* What to work on: Please write out, word for word, the lines of the data below from the one containing "the man playing" through the one containing "Target: man playing trombone", including both of those lines.

* Excerpted data:
########
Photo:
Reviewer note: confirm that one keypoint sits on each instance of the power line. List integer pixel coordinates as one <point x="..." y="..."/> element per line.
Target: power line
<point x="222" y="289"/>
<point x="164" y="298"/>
########
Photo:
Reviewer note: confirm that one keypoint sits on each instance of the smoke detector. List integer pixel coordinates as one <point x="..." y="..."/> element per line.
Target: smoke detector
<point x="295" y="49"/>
########
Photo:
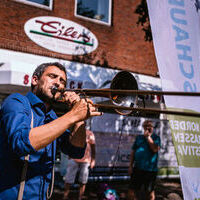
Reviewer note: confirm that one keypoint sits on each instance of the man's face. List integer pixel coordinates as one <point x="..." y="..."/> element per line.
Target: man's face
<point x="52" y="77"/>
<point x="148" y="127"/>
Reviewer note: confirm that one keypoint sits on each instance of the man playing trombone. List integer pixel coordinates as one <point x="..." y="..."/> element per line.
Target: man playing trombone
########
* Output for this exercise:
Reviewer note: confirm that one keypoint sits on each instance of the man playing trombone. List integer pixel coordinates as one <point x="..." y="..."/> element per line.
Target: man playing trombone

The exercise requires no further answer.